**RECORD SET**

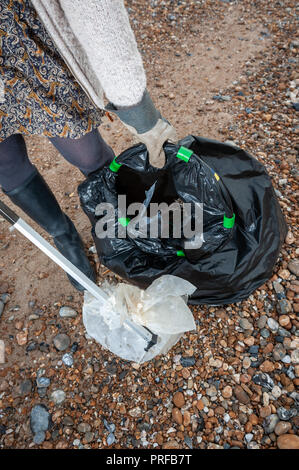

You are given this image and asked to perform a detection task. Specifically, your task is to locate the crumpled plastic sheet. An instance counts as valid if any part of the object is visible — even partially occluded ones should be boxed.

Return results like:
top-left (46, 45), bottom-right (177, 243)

top-left (83, 275), bottom-right (196, 363)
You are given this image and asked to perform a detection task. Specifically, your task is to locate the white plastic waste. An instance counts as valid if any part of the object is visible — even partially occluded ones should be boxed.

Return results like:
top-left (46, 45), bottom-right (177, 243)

top-left (83, 275), bottom-right (196, 364)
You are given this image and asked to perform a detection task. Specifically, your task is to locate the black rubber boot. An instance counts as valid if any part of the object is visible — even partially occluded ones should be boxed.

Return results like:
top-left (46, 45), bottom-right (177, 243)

top-left (5, 170), bottom-right (96, 291)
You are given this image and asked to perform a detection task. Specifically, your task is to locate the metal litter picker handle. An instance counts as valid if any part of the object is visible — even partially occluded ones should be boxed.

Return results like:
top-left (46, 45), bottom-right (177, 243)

top-left (0, 201), bottom-right (157, 351)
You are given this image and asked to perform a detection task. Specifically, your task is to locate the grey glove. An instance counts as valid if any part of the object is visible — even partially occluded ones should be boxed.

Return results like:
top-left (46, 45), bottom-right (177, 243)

top-left (105, 90), bottom-right (177, 168)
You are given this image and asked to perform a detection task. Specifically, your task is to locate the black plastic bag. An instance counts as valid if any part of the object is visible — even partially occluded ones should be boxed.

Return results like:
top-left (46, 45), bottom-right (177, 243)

top-left (78, 135), bottom-right (287, 305)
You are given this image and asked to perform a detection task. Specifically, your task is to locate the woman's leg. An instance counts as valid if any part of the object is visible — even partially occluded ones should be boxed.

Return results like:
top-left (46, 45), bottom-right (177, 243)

top-left (0, 134), bottom-right (96, 291)
top-left (0, 134), bottom-right (36, 191)
top-left (49, 129), bottom-right (115, 175)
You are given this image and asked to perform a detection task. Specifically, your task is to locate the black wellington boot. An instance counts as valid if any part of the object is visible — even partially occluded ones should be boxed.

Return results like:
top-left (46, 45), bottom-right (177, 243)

top-left (5, 170), bottom-right (96, 291)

**WORK REQUIRED**
Format the lines between the one containing "locate the metal" and the one containing "top-left (0, 201), bottom-right (157, 351)", inclusive, as a Markdown table with two columns: Number, holding a running count, and Text, holding the line. Skip blank lines.

**OUTPUT OF THE EXERCISE**
| Number | Text |
|---|---|
| 1 | You are given this image and asked to perform a detection task. Specifically, your task is to locate the metal litter picker handle. An instance counts as valid if any part of the object is visible — even partially occluded ones should be boxed. |
| 2 | Return results like: |
| 3 | top-left (46, 45), bottom-right (177, 243) |
| 4 | top-left (0, 201), bottom-right (157, 351) |